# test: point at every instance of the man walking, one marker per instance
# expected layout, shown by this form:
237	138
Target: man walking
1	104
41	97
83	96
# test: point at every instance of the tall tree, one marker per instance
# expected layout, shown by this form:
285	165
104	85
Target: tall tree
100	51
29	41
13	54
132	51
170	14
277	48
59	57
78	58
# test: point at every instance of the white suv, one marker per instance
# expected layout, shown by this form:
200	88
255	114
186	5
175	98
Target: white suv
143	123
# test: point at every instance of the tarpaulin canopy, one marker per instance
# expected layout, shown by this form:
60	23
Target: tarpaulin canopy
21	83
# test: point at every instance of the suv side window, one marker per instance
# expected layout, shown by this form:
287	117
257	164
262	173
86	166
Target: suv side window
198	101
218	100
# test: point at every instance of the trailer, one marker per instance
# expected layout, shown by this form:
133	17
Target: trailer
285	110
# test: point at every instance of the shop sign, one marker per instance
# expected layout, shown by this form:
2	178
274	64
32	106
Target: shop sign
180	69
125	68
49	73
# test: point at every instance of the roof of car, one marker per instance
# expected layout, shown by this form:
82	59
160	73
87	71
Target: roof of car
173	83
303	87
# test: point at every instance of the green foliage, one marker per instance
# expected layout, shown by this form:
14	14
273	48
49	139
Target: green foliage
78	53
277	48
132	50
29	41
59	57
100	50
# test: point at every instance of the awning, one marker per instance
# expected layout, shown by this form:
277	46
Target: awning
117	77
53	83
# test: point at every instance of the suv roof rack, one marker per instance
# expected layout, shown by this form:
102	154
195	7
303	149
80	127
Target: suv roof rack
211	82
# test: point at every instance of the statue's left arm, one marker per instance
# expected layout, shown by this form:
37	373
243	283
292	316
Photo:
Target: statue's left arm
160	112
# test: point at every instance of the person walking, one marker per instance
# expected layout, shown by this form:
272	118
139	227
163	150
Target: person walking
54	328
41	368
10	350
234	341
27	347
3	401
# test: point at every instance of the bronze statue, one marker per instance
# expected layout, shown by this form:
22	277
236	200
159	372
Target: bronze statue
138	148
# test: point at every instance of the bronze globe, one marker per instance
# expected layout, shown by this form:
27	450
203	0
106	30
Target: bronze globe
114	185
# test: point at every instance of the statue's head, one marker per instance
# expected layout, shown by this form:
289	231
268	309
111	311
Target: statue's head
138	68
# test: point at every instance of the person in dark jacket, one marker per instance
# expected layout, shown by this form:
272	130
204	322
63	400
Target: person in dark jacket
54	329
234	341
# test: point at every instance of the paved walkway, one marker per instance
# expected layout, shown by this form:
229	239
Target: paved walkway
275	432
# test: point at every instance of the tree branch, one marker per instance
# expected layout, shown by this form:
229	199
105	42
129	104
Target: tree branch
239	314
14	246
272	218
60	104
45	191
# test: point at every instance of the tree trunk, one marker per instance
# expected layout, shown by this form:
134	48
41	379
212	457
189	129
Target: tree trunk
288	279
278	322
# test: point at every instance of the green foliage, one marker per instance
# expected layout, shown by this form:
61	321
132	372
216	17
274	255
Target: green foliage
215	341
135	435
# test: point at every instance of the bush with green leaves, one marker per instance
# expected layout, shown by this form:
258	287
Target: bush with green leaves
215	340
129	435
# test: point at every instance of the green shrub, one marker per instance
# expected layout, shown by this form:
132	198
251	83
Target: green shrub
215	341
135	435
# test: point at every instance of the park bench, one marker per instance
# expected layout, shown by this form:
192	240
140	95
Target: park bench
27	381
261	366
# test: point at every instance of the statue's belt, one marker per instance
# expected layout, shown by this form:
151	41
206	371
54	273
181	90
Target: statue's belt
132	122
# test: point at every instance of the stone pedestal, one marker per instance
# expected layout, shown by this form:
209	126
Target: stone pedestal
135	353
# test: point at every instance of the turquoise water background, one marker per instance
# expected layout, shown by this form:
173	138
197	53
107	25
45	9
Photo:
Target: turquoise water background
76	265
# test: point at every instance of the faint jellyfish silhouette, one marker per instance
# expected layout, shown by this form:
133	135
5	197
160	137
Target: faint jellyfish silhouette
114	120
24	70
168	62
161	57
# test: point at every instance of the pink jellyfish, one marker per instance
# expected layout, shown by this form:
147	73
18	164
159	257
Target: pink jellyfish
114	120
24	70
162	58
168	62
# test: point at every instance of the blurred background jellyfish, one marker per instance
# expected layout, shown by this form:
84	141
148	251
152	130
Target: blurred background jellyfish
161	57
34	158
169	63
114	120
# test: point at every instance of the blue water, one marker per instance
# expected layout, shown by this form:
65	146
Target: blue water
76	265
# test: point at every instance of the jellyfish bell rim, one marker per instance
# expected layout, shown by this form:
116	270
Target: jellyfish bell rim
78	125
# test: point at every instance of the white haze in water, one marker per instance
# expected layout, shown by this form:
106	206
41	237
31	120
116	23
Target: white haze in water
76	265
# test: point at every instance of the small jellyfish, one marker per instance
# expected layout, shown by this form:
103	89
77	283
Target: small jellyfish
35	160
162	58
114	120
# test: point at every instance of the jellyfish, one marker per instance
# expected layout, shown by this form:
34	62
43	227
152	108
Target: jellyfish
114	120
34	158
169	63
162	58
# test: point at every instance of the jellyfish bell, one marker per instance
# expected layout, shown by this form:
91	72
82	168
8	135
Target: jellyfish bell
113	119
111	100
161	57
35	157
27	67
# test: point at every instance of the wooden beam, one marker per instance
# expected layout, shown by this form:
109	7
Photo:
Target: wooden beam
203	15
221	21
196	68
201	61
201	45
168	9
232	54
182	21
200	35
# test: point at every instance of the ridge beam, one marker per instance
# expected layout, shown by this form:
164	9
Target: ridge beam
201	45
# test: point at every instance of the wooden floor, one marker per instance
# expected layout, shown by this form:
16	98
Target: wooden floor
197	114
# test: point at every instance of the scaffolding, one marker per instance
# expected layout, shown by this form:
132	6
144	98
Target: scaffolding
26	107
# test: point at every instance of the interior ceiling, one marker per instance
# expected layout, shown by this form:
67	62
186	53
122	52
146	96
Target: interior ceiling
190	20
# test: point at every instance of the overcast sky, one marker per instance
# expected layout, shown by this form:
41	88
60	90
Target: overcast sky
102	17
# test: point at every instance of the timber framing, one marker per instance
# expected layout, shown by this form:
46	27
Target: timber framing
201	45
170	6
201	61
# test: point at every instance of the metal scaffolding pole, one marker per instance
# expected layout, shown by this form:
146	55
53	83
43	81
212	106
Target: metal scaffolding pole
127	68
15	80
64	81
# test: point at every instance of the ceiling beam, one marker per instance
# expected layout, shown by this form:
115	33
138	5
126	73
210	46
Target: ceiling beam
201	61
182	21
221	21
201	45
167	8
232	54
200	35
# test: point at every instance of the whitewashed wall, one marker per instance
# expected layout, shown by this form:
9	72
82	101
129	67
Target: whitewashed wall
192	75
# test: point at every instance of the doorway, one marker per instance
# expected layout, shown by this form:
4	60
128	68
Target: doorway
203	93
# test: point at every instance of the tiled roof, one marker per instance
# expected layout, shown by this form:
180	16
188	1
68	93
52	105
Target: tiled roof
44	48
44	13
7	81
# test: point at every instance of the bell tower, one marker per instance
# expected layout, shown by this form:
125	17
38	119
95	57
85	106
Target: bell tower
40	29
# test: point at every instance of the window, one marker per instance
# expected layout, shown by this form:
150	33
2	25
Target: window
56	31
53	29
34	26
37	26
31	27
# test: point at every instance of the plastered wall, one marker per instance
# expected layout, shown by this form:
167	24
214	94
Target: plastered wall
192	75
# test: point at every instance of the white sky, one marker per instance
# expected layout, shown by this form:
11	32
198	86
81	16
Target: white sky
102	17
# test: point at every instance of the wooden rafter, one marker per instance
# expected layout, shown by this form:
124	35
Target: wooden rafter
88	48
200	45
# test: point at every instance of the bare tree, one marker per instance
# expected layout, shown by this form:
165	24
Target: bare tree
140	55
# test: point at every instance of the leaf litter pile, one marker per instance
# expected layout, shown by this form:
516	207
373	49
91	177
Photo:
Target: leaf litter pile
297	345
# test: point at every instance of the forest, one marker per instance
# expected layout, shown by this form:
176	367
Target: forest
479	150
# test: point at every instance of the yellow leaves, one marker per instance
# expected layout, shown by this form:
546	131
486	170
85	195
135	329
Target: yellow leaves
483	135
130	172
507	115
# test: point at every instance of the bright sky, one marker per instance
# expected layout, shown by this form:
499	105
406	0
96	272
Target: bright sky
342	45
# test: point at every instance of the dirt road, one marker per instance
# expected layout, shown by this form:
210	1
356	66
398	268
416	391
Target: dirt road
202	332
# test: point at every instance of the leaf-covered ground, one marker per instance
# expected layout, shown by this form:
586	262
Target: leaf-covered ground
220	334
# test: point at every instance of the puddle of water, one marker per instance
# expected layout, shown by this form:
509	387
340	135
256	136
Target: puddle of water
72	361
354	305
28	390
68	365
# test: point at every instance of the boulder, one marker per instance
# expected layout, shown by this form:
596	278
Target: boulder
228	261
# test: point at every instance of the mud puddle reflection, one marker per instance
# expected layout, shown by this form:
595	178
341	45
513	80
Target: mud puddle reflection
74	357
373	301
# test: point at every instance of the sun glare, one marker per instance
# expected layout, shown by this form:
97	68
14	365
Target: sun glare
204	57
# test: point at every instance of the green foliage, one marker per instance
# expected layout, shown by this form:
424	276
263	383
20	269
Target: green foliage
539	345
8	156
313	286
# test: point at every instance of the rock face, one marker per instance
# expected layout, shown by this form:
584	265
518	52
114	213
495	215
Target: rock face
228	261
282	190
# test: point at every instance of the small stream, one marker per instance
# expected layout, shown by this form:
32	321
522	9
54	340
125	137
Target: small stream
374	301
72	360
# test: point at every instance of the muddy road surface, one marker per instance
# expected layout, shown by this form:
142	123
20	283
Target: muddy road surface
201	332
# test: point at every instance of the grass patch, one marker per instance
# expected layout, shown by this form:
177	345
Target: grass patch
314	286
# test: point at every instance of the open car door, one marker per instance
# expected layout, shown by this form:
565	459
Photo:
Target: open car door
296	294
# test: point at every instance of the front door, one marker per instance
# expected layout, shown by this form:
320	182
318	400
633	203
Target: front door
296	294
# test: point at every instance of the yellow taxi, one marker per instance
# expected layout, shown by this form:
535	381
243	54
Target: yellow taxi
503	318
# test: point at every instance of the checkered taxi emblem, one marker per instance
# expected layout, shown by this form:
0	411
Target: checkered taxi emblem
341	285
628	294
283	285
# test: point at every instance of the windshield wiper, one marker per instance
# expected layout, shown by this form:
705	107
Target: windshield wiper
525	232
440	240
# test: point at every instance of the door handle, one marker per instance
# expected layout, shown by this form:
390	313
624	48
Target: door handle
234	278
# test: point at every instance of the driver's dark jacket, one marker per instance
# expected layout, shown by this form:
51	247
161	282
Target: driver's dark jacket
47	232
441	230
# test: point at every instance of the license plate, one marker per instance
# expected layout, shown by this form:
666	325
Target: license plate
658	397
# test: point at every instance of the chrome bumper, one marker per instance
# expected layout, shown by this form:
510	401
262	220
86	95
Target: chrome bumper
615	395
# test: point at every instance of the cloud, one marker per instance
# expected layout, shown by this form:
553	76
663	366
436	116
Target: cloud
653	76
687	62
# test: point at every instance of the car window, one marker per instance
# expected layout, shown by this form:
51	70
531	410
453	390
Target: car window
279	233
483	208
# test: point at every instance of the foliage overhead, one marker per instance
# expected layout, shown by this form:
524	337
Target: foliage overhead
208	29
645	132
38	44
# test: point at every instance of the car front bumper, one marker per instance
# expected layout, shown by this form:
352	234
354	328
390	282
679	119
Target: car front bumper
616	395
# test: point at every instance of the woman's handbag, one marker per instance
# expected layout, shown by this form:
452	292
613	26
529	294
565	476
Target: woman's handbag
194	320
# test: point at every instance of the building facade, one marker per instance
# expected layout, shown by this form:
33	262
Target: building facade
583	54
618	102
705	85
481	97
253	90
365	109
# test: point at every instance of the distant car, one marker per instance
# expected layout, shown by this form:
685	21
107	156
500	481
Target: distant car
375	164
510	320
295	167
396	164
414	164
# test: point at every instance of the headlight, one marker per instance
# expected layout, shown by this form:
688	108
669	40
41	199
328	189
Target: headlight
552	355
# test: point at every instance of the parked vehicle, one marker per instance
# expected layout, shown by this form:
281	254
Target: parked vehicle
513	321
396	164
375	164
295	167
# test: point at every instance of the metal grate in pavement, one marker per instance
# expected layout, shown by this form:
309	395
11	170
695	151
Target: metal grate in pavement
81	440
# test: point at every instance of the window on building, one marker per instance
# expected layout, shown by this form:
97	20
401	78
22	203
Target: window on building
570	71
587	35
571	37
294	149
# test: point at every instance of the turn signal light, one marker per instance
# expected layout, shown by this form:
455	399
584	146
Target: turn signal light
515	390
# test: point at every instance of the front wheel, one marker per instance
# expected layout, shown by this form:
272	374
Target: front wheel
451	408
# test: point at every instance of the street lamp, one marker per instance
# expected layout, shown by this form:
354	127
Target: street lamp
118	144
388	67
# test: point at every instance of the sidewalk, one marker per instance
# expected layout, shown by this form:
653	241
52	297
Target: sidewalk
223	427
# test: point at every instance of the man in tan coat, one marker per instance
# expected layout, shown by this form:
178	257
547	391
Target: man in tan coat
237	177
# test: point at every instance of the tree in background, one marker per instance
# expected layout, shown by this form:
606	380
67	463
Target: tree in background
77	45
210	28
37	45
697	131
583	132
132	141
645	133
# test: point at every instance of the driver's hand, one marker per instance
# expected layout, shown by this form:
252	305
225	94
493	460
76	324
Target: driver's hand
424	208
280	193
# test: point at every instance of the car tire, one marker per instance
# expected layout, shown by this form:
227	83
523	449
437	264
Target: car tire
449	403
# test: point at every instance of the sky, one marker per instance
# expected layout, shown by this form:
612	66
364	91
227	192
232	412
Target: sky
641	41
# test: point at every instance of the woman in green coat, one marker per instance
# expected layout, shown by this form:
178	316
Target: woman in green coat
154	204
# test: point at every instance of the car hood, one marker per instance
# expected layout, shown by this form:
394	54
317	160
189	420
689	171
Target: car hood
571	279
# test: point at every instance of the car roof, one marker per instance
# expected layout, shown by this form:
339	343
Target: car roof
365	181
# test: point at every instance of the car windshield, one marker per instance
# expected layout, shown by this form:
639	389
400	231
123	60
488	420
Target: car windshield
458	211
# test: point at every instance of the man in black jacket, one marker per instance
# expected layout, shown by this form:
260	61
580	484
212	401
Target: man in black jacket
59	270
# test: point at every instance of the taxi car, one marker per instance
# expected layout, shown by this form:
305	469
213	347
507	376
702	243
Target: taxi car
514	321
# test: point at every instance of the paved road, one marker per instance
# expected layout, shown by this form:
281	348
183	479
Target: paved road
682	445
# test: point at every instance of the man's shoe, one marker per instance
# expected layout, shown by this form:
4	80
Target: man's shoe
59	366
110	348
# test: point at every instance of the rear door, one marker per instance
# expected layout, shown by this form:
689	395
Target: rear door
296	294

-------

About this exercise
Using the entries above, give back exactly the line containing "Target: grass patch", the line containing "# test: point at every instance of the door handle, one", and every line between them, and nothing else.

Answer for this exercise
Target: grass patch
314	286
# test: point at every instance of the open car door, one marker per instance
# expected layout, shown by this form:
565	459
Photo:
Target: open car door
296	294
# test: point at every instance of the front door, one marker per instance
# expected layout, shown by this form:
320	182
318	400
633	203
Target: front door
296	294
# test: point at every instance of the yellow taxi, one marker per instance
# expected layout, shown by this form:
535	381
243	54
Target: yellow taxi
503	318
# test: point at every instance of the checkered taxi emblem, one marker per instance
# expected layout, shown by this form:
0	411
Target: checkered taxi emblem
341	285
628	294
283	285
# test: point at every instance of the windshield wiper, one marker per instance
# expected layout, shown by this form:
705	107
Target: windshield wiper
525	232
440	240
# test: point at every instance of the door handle, one marker per instance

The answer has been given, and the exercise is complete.